> **How to complete this task**
Retype the full listing without altering anything.

::::::::::

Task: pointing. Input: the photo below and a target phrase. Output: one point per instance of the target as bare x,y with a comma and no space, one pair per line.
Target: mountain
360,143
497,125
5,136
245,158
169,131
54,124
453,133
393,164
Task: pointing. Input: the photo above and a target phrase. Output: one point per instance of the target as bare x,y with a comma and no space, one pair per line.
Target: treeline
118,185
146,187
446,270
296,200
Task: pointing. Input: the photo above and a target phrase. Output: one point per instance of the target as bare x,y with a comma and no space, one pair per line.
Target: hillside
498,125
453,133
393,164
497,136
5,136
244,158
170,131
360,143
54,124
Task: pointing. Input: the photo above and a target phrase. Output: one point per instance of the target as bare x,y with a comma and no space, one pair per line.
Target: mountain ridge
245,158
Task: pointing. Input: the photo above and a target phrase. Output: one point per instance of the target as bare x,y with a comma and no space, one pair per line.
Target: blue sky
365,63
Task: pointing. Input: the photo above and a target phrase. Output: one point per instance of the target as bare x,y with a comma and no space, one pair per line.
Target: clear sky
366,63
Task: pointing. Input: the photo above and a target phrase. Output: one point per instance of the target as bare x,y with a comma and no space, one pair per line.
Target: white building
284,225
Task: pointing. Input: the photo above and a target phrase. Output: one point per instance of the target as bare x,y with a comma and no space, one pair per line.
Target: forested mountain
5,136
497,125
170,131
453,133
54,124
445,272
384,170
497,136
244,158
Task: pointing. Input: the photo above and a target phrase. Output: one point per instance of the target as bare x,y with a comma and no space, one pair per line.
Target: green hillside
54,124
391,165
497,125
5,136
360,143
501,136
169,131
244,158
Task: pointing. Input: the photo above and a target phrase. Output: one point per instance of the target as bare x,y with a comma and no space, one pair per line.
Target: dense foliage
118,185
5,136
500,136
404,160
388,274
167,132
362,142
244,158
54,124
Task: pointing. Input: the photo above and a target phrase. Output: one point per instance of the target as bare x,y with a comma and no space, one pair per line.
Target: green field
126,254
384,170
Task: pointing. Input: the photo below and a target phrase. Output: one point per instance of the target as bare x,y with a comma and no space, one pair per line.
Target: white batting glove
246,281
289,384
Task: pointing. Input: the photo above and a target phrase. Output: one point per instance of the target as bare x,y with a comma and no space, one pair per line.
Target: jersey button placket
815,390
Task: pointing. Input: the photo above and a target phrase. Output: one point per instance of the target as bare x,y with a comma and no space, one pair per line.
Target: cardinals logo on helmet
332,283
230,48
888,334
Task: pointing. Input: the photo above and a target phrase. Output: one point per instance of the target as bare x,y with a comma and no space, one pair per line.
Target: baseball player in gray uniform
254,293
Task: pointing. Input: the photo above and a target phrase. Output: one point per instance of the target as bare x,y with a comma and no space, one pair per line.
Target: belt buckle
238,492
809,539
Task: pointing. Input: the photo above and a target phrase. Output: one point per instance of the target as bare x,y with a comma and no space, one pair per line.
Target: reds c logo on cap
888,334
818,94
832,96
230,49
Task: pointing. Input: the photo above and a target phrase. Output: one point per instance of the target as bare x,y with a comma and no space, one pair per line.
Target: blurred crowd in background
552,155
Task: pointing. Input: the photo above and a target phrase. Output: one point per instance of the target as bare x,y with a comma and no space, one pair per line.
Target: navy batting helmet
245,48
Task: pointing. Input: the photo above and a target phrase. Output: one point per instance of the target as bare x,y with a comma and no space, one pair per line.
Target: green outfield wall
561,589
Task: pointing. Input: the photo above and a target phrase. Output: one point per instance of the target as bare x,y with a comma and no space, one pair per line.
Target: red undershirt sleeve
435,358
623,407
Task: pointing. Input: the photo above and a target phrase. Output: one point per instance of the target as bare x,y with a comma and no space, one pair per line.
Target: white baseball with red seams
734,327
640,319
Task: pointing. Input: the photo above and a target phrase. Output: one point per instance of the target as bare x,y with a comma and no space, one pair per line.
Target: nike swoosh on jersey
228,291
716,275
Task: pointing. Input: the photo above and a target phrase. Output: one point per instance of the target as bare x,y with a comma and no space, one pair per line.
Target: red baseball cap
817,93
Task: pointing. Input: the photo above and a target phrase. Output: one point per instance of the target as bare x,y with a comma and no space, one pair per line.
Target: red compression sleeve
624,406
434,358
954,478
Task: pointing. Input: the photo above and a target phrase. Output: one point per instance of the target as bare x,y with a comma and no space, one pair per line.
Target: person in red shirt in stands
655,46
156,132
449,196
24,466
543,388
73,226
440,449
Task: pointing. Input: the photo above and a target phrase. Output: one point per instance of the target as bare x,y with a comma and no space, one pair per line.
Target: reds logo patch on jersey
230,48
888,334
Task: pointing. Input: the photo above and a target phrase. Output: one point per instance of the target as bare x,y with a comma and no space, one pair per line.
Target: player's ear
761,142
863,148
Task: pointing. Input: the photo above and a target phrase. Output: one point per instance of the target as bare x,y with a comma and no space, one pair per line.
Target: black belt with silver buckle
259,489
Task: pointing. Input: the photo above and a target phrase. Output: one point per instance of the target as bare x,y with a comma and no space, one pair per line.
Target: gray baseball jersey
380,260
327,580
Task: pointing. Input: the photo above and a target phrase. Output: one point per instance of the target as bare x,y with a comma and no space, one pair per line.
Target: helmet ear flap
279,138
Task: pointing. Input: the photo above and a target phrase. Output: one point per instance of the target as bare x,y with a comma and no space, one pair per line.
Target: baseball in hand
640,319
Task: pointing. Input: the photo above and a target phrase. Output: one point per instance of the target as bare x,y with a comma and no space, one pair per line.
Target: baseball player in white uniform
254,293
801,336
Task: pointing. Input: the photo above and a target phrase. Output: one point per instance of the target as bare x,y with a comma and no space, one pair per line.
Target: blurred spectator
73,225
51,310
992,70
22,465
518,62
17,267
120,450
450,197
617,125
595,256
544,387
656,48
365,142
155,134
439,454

::::::::::

> **Solved exercise**
Task: pointing. Input: the photo below and a target phrase. Output: one point per instance of the target as bare x,y with a comma and no space, one pair per line.
Target: mountain
360,143
497,125
5,136
245,158
169,131
54,124
453,133
393,164
Task: pointing. Input: the photo above and a target phrase. Output: one point per instance of the target as bare x,y with a comma and no space, one pair per line.
Target: treeline
118,185
146,187
446,270
296,200
Task: pointing. Input: the photo above and a target phrase. Output: one point per instance of the target as bare x,y with a comma and no space, one pair per line.
Target: hillside
498,125
453,133
393,164
497,136
5,136
244,158
170,131
360,143
54,124
Task: pointing. Input: the photo above and a target phrase. Output: one point per instance of the target as bare x,y with a comma and no space, one pair per line.
Target: mountain ridge
245,158
Task: pointing. Input: the photo above and a target phrase. Output: one point per instance of the target as bare x,y with a comma and no space, one pair per line.
Target: blue sky
365,63
Task: pointing. Input: the photo above and a target phrase. Output: one point per instance of the target as bare x,y with a comma and no space, one pair per line.
Target: clear sky
366,63
Task: pointing. Input: the photo above and a target phrase. Output: one point per instance of the target as bare x,y with a comma and no space, one pair per line.
Target: white building
284,225
Task: pointing. Input: the photo above and a target phrase. Output: one point per instance of the target as bare x,y with a comma and no space, one pair per line.
Target: forested mountain
5,136
497,125
170,131
453,133
54,124
445,272
384,170
497,136
244,158
Task: pointing. Input: the photo above and a target phrase. Output: one point per instance of the target as bare x,y with a comma and no space, one pair per line.
Target: green hillside
54,124
391,165
497,125
5,136
360,143
501,136
169,131
244,158
Task: pointing. Input: the photo above and a target phrase. Output: one point per instance of the target as bare x,y with a comma and no space, one pair per line.
Target: dense foliage
118,185
5,136
500,136
404,160
388,274
167,132
362,142
244,158
54,124
Task: pointing. Input: the photo above and a target phrase. Output: one point per instance of the target as bare x,y with a comma and no space, one pair per line.
Target: green field
126,254
384,170
Task: pointing. Input: the photo below and a target phrase. Output: one point per instance of the target as bare x,y with a comma and no space, one pair per line.
Target: white batting glove
246,281
289,384
Task: pointing. Input: the photo above and a target phrase. Output: one point per instance of the target as bare x,y with a comma and no space, one pair per line.
Target: jersey button placket
815,390
Task: pointing. Input: the photo above and a target phrase. Output: one point per instance of the target as bare x,y with a comma and no space, one pair per line.
Target: cardinals logo on helmet
332,283
230,48
888,334
Task: pointing. Input: the photo above and a target phrase. Output: one point per instance of the target as bare x,y with a comma and no space, one pair per line.
Target: baseball player in gray uniform
254,293
Task: pointing. Input: the photo above and a target phrase. Output: one point per instance of the target as bare x,y with a comma and no space, one pair per line.
Target: belt buckle
238,492
809,539
Task: pointing. Input: the photo above and a target phrase. Output: one point per instance of the target as bare x,y with a comma and no space, one pair per line.
Target: reds c logo on cap
888,334
818,94
832,96
230,49
Task: pointing. Input: the photo above and a target phrase. Output: one point per instance of the target as bare x,y with a comma and no space, one pair per line.
Target: blurred crowd in background
552,155
Task: pointing. Input: the photo above and a target phrase. Output: one point per instance of the target as bare x,y with a comma and no space, one pair per line.
Target: navy batting helmet
245,48
Task: pointing. Input: the photo above and a target phrase. Output: one point per instance of the target as bare x,y with a comma and no space, one pair per line.
Target: green outfield wall
561,589
Task: pointing. Input: the photo above and a target phrase. Output: one point per instance of the target as bare x,y with a comma and no space, one pair per line.
Target: red undershirt sleeve
435,358
623,407
Task: pointing. Input: the photo above and a target phrase. Output: one point per instance of the target as bare x,y with a comma and no space, one pair per line.
Target: white baseball with red seams
734,327
640,319
Task: pointing. Input: the photo above and a target phrase. Output: one point per instance of the target as bare x,y with a comma and no space, one pair per line.
Target: nike swoosh on jersey
228,291
716,275
Task: pointing. Input: the photo above and a target phrase. Output: one point per instance of the target as bare x,y with a comma and no space, one pair per line.
Target: red baseball cap
817,93
Task: pointing. Input: the photo above and a target phrase. Output: one point per instance of the target as bare x,y with a comma and no space, one pair per line.
Target: red compression sleeve
624,406
434,358
954,478
Task: pointing. Input: the photo above and a target phrase. Output: one point per instance of the target as bare x,y with a comma and no space, one pair per line.
Target: person in red shirt in stands
655,46
156,132
449,196
24,466
543,388
73,226
440,449
Task: pointing. Input: the photo above and a target phrase. Output: one point per instance of the target as bare x,y with a comma and no space, one pair per line.
Target: reds logo patch on jersey
230,48
888,334
Task: pointing. Input: the photo above and a target phrase. Output: one point per instance of the target as bare x,y with a comma and no space, one pair per line.
Target: player's ear
761,142
863,148
Task: pointing. Input: the photo above and a target phrase. Output: one point per instance of the target as bare x,y with a comma and no space, one pair per line.
Target: black belt with silver buckle
259,489
Task: pointing. Input: the photo above and a target phrase. Output: one point per instance of the target as bare x,y with a comma and no space, one pair per line.
Target: gray baseball jersey
380,260
327,580
Task: pointing. Input: the photo above and a target phrase. Output: one point per instance of the target as bare x,y with a comma and no space, one pair per line.
Target: helmet ear flap
279,138
Task: pointing. Input: the photo above and a target phrase. Output: one point per instance of the target as bare x,y with a comma and no space, one pair per line.
Target: baseball in hand
640,319
Task: pointing. Input: the photo above and a target phrase. Output: one point per instance of the target as bare x,y with a comma and no space, one pair per line.
Target: baseball player in white uniform
254,293
801,336
Task: pointing. Input: the photo above and a target phrase. Output: one point per instance of the target as bare x,y with a comma and no space, one pair per line.
Target: blurred spectator
73,225
51,310
992,70
22,465
518,62
17,267
120,450
450,197
617,125
595,256
544,387
656,48
365,142
155,134
439,454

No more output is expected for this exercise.